TRAVAIL DEMANDÉ:
• a. Imprimez tout ce qui va, dans l'extrait sur l'asile, de « Contrairement » jusqu'à « des priorités politiques. ».
• b. D'après l'extrait sur l'asile, par quoi s'exprimait la subordination du traitement de l'asile aux politiques diplomatiques ?
• c. Expliquez en une à trois phrases pourquoi, selon l'extrait sur l'asile, l'institution n'a jamais été indépendante.

On n’en est pas loin aujourd’hui. Certains regrettent les années 1950-70, ils en
font un âge d’or, un moment où l’institution aurait été indépendante. En
réalité, elle ne l’a jamais été, ni avant, ni après. Le traitement de l’asile a
été dans un premier temps et dans le contexte de la guerre froide sous la
subordination des politiques diplomatiques, qui s’exprimait dans un fort taux
d’accord au statut de réfugié. Il a été dans un second temps sous la
subordination des politiques migratoires, qui s’exprime par un fort taux de
rejets.
Contrairement
à une idée profondément ancrée, il n’existe pas de réfugié en soi. Il n’y a pas
une essence de réfugié que les agents de l’Ofpra
auraient pour mission de révéler, de reconnaître. Le réfugié est une notion
fabriquée, qui se transforme au fil du temps, au gré des priorités politiques.

DONNÉES ENREGISTRÉES:
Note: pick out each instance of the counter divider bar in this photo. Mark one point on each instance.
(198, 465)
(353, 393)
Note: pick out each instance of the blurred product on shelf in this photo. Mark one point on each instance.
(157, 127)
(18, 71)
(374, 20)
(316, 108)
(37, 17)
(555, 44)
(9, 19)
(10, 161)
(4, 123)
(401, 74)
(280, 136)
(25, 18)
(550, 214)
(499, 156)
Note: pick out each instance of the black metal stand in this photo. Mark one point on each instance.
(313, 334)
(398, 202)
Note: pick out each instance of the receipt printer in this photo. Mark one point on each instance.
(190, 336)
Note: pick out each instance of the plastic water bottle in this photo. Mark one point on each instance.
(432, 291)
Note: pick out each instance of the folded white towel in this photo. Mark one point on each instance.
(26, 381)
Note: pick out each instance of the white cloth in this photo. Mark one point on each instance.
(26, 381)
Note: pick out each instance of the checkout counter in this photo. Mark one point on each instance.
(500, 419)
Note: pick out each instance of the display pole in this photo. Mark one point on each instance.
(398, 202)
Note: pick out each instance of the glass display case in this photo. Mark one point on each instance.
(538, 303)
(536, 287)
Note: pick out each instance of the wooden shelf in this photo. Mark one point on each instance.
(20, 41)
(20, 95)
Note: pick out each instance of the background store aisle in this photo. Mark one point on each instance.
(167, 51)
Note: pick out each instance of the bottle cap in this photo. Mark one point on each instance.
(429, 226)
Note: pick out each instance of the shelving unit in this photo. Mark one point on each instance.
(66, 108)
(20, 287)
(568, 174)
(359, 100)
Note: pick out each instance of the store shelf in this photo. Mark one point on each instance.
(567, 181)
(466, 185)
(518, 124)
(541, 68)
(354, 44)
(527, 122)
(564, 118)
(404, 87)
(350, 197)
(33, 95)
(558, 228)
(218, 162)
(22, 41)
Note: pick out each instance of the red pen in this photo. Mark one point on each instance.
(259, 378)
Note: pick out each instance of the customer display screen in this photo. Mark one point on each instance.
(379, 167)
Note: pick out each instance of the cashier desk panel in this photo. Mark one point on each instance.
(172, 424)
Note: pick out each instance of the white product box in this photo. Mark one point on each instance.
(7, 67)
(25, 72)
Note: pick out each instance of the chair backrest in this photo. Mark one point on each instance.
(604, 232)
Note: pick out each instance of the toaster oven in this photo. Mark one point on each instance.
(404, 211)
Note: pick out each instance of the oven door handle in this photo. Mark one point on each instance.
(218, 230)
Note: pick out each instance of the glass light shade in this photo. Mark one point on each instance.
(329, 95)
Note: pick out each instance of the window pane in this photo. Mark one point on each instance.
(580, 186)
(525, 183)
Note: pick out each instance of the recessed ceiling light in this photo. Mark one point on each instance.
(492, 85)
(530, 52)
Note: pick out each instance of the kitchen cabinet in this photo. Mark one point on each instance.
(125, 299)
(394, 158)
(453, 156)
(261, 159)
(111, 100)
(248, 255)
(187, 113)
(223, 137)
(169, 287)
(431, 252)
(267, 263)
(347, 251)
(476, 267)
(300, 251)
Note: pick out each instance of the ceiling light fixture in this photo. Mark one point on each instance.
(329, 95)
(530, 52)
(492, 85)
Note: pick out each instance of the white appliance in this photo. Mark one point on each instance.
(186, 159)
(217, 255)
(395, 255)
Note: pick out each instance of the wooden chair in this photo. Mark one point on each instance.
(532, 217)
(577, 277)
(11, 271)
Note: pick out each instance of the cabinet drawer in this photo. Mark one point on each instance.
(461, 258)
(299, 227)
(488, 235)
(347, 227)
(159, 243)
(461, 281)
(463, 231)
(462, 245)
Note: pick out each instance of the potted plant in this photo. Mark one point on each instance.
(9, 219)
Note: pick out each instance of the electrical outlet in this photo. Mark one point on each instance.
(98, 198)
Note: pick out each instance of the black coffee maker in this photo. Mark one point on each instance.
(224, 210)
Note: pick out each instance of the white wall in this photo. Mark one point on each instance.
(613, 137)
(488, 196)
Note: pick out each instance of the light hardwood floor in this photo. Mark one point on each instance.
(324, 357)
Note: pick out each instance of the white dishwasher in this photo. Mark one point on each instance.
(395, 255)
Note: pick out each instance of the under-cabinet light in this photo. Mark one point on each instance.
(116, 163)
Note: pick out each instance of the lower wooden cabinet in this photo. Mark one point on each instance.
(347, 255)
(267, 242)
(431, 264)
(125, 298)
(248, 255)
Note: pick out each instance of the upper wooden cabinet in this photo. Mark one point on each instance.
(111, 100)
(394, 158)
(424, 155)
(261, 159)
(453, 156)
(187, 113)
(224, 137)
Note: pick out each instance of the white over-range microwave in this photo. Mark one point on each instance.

RÉPONSES RÉDIGÉES:
• a.
Contrairement
à une idée profondément ancrée, il n’existe pas de réfugié en soi. Il n’y a pas
une essence de réfugié que les agents de l’Ofpra
auraient pour mission de révéler, de reconnaître. Le réfugié est une notion
fabriquée, qui se transforme au fil du temps, au gré des priorités politiques.

• b. Par un fort taux d'accord au statut de réfugié.

• c. Le traitement de l'asile a d'abord été subordonné aux politiques diplomatiques, dans le contexte de la guerre froide, ce qui s'exprimait par un fort taux d'accord au statut de réfugié. Il a ensuite été subordonné aux politiques migratoires, ce qui s'exprime par un fort taux de rejets.